- [Passage for review]
How being a designer reduced my pedantry in arguments and affected my language

Empathy is useful

Monday 19 February 2024

Design has impacted how I handle myself in various situations across all spheres of my life - personal, professional, social, and everything in between. More specifically - trying to become better at design has led me to practice a certain subset of skills involving empathy and related characteristics.

I try to do things to the best of my ability. When I first started learning about design as a discipline beyond the confines of graphic design, which was my first introduction, I settled on a notion of design consisting of two things: how well we understand people, and how well a solution could be creatively tailored to that understanding. I focus on the former in this article; that’s where this all started: the psychology of people.

See YouTube video 'Brené Brown on Empathy'

It could be said this was a likely effect of my journey into adulthood. I venture that this maturation meant I was more receptive to what I could understand and the depth of what I was able to learn and subsequently apply. These changes also started fairly early in my twenties and well before my current capabilities. At this stage of my life (thirties, o no), the jar of fucks I have to give about most energy-draining things is slowly emptying and being replaced with cookies, which are far tastier.

Conflict resolution

One of the areas heavily impacted by design is the way I handle arguments. This was most easily seen in text. The level of pedantry to counter every single point was excruciating; more so if I was engage in an argument with someone with the same behaviour.

At some point I subconsciously decided that being right wasn’t worth it. Arguments are unavoidable; ugliness isn’t worth the effort. Leaving my ego at the door was nigh painful; becoming outcome-focussed meant resisting the urge to comment on everything and instead focus on resolving the conflict.

At this point in my self-development journey, I no longer feel wronged in a similar manner. How people behave is a reflection of themselves, and not necessarily myself; who am I to take their feelings personally? Those are theirs, and they’re usually valid. Most people I engage with (luckily!) aren’t unreasonable, and feelings on both sides can be valid even if they’re contradictory - which leads me to my next point:

Both can be true

There is a lot of black-and-white when it comes to people being steadfast in their emotional standpoints when the reality is we’re swimming in a grey area. I find a lot of my responses these days have become ‘both can be true’. Someone could feel hurt at something seemingly innocuous I said that wasn’t intended to do so; I don’t have to feel like I did anything wrong (depending on what it is), but I can still apologise for having that effect. Someone hurting, or being right (perhaps with a hint of superiority or smugness, hm? Yes, the irony was intentional 😆) - what’s more important? Most people aren’t careful with language in they’re communicating.

Another design epithet that hit home: focus on what people mean, not what they say. Imagine the agency I felt when I discovered active listening skills.

Character development

Early on I came to the conclusion people are the eventually the receivers of most things we do - be it ourselves or someone else. Even when we do things for altruistic purposes, we usually benefit internally to some degree. Being kind makes us feel good. While I became more kind and enjoy helping people, I became selective to whom I gave my energy and no longer tolerated toxicity.

- [Questions]
a - In the essay on design and empathy, check whether each statement agrees with the text. (i) The writer's first introduction to design was graphic design. (ii) The writer holds that arguments can be avoided. (iii) The writer finds most people they engage with unreasonable. For each, answer yes or no and quote the words of the essay that decide it.
b - List the spheres of life that the opening paragraph of the essay on design and empathy names as areas where design has affected the writer.
c - Rewrite everything in the essay on design and empathy from "Another design epithet" down to "active listening skills.", replacing "epithet" with "maxim".

- [Collection entries]
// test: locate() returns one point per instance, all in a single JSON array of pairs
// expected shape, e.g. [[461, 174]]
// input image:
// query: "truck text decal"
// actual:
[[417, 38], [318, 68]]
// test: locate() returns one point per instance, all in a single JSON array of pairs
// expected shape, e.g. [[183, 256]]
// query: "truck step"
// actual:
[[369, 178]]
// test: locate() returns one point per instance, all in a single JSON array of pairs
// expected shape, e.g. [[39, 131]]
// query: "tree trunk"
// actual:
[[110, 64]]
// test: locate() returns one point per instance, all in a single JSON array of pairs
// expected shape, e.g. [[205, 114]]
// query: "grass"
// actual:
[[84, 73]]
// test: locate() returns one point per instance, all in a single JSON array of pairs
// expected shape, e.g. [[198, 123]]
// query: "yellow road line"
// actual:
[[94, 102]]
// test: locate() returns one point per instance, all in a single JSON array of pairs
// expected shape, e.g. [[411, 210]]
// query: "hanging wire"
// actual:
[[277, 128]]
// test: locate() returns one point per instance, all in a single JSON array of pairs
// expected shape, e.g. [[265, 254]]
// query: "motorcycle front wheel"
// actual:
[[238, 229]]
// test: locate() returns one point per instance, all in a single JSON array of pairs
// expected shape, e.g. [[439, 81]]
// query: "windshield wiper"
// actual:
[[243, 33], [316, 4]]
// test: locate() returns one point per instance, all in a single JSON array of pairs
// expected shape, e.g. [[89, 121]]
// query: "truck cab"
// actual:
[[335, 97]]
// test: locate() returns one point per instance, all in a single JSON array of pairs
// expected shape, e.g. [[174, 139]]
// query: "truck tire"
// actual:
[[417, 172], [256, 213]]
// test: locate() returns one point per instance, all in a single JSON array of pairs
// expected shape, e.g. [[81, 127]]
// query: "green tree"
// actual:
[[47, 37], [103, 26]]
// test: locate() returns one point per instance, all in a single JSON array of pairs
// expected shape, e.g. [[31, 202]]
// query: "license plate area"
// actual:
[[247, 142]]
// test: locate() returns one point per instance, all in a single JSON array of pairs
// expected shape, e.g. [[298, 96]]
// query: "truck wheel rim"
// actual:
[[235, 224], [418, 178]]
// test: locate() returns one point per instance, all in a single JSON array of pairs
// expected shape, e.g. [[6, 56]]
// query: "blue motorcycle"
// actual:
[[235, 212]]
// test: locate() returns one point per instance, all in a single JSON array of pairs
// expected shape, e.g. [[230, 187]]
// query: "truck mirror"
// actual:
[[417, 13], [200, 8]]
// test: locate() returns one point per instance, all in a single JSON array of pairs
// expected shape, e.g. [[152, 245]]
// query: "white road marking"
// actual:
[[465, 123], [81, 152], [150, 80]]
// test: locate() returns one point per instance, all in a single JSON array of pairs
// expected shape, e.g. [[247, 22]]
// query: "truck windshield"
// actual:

- [Answer set]
a -
(i) Yes: "beyond the confines of graphic design, which was my first introduction"
(ii) No: "Arguments are unavoidable"
(iii) No: "Most people I engage with (luckily!) aren’t unreasonable"

b - personal, professional, social

c -
Another design maxim that hit home: focus on what people mean, not what they say. Imagine the agency I felt when I discovered active listening skills.